| Problem to solve |
Count the lines below that contain the string "uniform", treating uppercase and lowercase as different, and reply with only the number.

| Supplied material |
=======
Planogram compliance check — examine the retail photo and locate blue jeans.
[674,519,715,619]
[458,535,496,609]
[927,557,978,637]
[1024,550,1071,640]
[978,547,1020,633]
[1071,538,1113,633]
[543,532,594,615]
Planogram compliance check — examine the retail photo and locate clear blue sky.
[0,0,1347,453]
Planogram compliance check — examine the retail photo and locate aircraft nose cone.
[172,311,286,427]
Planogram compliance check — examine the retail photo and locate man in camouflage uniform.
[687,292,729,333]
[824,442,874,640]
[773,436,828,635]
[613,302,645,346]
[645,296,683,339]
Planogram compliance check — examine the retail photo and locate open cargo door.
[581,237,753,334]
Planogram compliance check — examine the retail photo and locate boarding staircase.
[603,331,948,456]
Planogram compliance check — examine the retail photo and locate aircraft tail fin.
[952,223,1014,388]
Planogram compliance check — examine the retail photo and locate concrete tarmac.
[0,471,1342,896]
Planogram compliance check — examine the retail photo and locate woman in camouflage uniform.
=======
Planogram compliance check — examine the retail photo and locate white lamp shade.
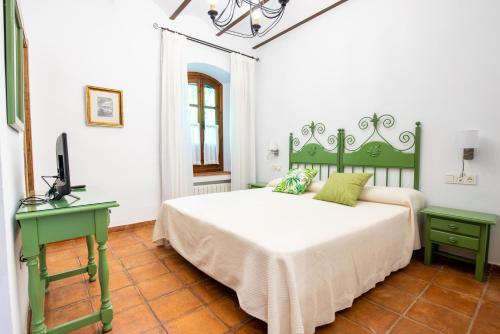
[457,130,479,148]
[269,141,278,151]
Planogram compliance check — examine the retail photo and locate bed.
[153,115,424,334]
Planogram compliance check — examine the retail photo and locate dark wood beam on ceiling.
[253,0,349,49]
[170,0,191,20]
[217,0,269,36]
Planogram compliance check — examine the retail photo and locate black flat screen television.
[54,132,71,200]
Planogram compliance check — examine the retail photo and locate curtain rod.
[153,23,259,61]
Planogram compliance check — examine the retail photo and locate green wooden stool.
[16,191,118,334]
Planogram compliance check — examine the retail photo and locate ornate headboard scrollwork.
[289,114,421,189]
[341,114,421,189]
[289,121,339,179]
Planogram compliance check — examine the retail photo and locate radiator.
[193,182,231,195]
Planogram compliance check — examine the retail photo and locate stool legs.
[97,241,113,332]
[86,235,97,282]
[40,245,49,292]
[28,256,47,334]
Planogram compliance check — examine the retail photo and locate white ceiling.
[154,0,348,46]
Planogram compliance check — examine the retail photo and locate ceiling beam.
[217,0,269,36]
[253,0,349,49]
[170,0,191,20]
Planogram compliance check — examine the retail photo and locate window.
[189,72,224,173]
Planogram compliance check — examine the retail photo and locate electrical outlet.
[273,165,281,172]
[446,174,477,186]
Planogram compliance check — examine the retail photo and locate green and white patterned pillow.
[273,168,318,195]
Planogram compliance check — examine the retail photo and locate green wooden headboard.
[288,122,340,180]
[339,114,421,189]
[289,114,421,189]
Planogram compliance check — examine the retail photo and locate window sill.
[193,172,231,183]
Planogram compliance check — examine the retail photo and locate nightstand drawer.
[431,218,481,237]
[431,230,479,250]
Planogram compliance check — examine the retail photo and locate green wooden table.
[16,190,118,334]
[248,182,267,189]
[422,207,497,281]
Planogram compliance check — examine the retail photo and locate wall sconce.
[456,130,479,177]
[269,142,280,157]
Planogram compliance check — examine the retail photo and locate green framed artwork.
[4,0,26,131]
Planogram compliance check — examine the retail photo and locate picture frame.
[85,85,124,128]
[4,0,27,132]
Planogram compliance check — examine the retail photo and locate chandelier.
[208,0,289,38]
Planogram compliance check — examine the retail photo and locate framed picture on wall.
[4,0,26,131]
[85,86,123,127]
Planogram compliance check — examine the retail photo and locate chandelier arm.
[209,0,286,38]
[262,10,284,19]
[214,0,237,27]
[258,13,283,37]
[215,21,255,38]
=======
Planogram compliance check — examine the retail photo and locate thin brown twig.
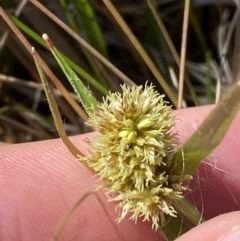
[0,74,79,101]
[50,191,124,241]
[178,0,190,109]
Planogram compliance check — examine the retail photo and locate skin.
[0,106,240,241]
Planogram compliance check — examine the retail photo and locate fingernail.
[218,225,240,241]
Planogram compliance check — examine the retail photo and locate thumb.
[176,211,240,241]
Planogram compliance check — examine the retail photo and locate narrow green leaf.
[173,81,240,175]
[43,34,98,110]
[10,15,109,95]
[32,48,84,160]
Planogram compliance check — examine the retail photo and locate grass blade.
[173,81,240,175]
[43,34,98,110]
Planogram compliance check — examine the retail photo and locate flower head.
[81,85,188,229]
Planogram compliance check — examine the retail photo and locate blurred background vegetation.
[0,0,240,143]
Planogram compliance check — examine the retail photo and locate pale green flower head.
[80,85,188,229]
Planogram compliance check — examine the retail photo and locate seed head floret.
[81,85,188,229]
=======
| Correct result |
2